◆ **抽出テキスト**:

____________________

Databricks SQLでは、samples
というカタログの配下にサンプルデータがあり、これを使ってクイックにDatabricks SQLの機能を試すことができます。今回はこの中にあるニューヨークにおけるタクシーの乗降記録データを使ってダッシュボードを作る流れを体験いただきます。
アナリストによるDatabricks SQLの一般的な使い方は以下のようなものとなります。通常ステップ2からステップ5は試行錯誤を伴う繰り返しの作業となります。
- データをアップロードする。(管理者が準備するケースもあります)
- クエリーを実行するなどしてデータを理解する。
- 目的を踏まえて解析(抽出、集計、並び替えなど)の切り口を考える。
- 切り口に応じたクエリーを記述して実行する。
- クエリー実行結果をどのように可視化するのかを考えて可視化を行う。(ビジュアライゼーションの作成)
- 可視化を組み合わせてダッシュボードを作成する。
- ダッシュボードを公開する。
注意
画面はAzure Databricksですが、他のクラウドのDatabricksでも使用できます。
Databricks SQLへのアクセス
- Databricksワークスペースにログインします。
- 画面のデフォルト言語設定は英語なので、日本語に変更します。
- サイドバーから「Settings > User Settings」を選択します。
- Change your languageから日本語を選択します。
- サイドバーのペルソナスイッチャーでSQLを選択します。
- Databricks SQLのランディングページが表示されます。
SQLウェアハウスの作成
- Databricks SQLにおける計算資源であるSQLウェアハウスを作成します。
- サイドメニューのSQLウェアハウスをクリックします。
- 画面右上のSQLウェアハウスを作成ボタンをクリックします。
- エンドポイント名にはわかりやすい名前、クラスターサイズはXXSを選択して、作成をクリックします。
- 権限管理が表示されたら右上のxをクリックします。
- SQLウェアハウスのステータスが実行中になるまで待ちます。
クエリーの実行
Databricks SQLではデータベースに問い合わせを行うクエリーを作成し、ビジュアライゼーションを作成し、ダッシュボードを作成する流れとなります。
-
上のステップで作成したSQLウェアハウスを選択します。
-
スキーマ(データベース)ブラウザを操作してテーブルを参照します。
データの説明
使用するデータ:ニューヨークのタクシーの乗降記録のデータ
Databricks SQLでテーブルを参照するには、以下のようにカタログ、データベース、テーブルの3レベルの名前空間でテーブルを指定する必要があります。
samples.nyctaxi.trips
列名 | データ型 | 説明 |
---|---|---|
tpep_pickup_datetime | TIMESTAMP | 乗車時刻 |
tpep_dropoff_datetime | TIMESTAMP | 降車時刻 |
trip_distance | DOUBLE | 移動距離(マイル) |
fare_amount | DOUBLE | 料金(ドル) |
pickup_zip | INT | 乗車地点の郵便番号 |
dropoff_zip | INT | 降車地点の郵便番号 |
ダッシュボードの作成
今回は以下の流れでダッシュボードを作成します。ご自身でカスタマイズしてみてください。

____________________

◆ **演習課題**:
1. 次の(a)〜(c)の記述がDatabricks SQLの手順の内容と合っているかを「はい」か「いいえ」で判定し、根拠となる箇所をそのまま引用してください。(a) SQLウェアハウスの作成ではクラスターサイズにXXSを選ぶ。(b) 画面のデフォルト言語設定は日本語である。(c) 画面はAzure Databricksだが、他のクラウドのDatabricksでも使用できる。
2. Databricks SQLの手順に出てくるテーブルsamples.nyctaxi.tripsの列名をすべて挙げてください。
3. Databricks SQLの手順の最後の文に続けて、本文を書き進めてください。

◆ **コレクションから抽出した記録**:
____________________

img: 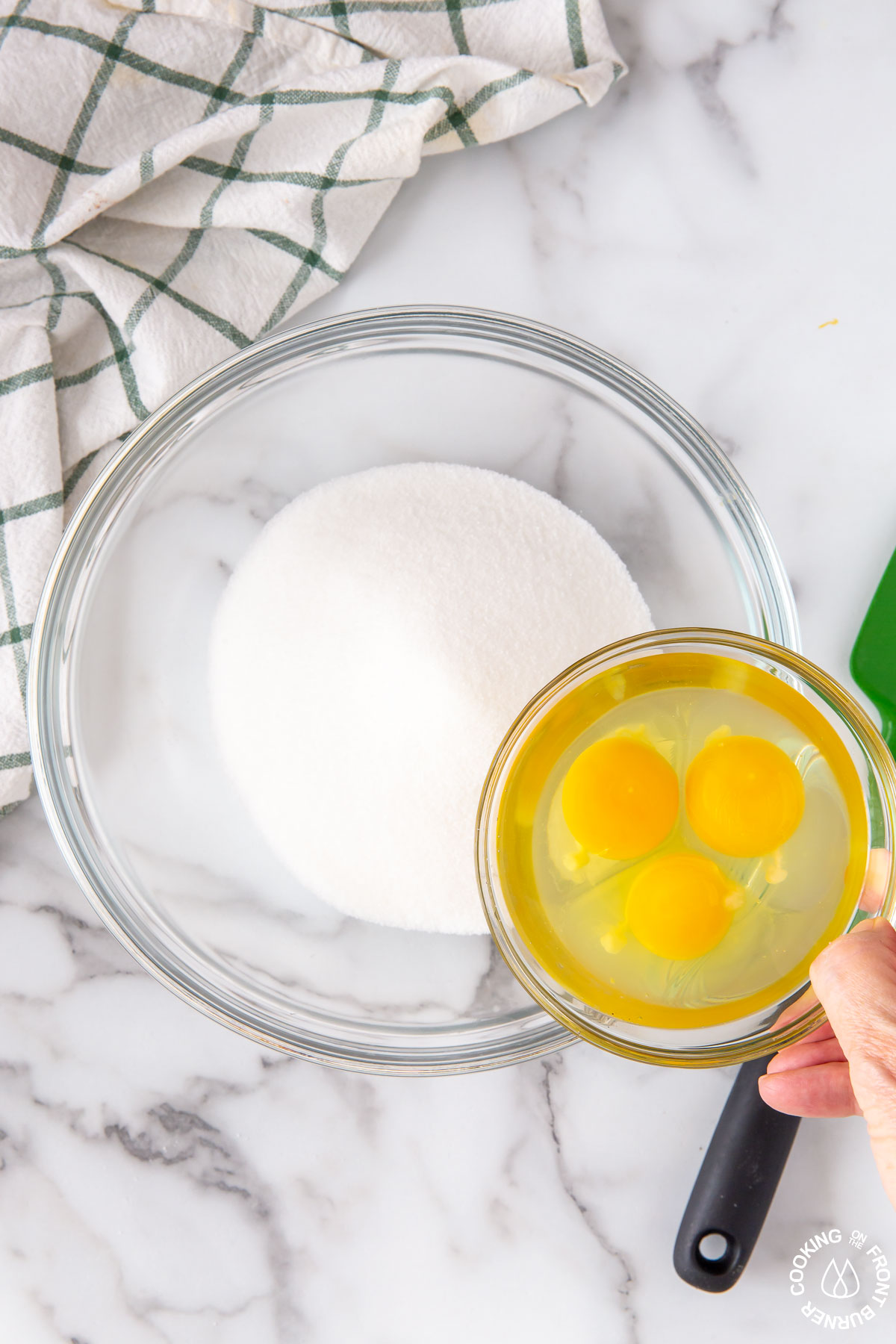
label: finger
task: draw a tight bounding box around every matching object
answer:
[765,1031,846,1074]
[811,919,896,1206]
[759,1063,859,1119]
[859,850,893,915]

____________________

◆ **課題別の解答**:
1.
(a) はい:「クラスターサイズはXXSを選択して、作成をクリックします。」
(b) いいえ:「画面のデフォルト言語設定は英語なので、日本語に変更します。」
(c) はい:「他のクラウドのDatabricksでも使用できます。」

2. tpep_pickup_datetime、tpep_dropoff_datetime、trip_distance、fare_amount、pickup_zip、dropoff_zip

3.
- レコード数をカウントするクエリーの作成、ビジュアライゼーションの作成
- 乗車時間の分布を計算するクエリーの作成、ビジュアライゼーションの作成
- 降車時間の分布を計算するクエリーの作成、ビジュアライゼーションの作成
- 移動距離と料金の関係を確認するためのクエリーの作成、ビジュアライゼーションの作成
- ダッシュボードの作成
- フィルターの追加
SQLエディタの画面構成
以降の作業で使用するSQLエディタの画面構成を以下に示します。クエリーを開くとSQLエディタが表示されます。サイドメニューのSQLエディタからでもアクセスできます。
レコード数のカウント
-
テーブル
trips
の各行が一つのタクシーの移動を表しているので行数をカウントすることで、テーブルに含まれている移動の数を得ることができます。 -
SQLエディタに以下のSQLを記述します。
SQLSELECT count(*) as total_trips FROM samples.nyctaxi.trips
-
次に、この結果を用いてダッシュボードの部品となるビジュアライゼーションを作成します。
-
ビジュアライゼーションエディタが開きます。
-
選択するビジュアライゼーションによって設定項目は異なります。ここでは、Counter labelに
移動総数
と入力します。 -
また、ビジュアライゼーションを識別しやすくするために
Counter 1
と表示されている箇所にカーソルを移動して移動総数カウンター
と名前を入力します。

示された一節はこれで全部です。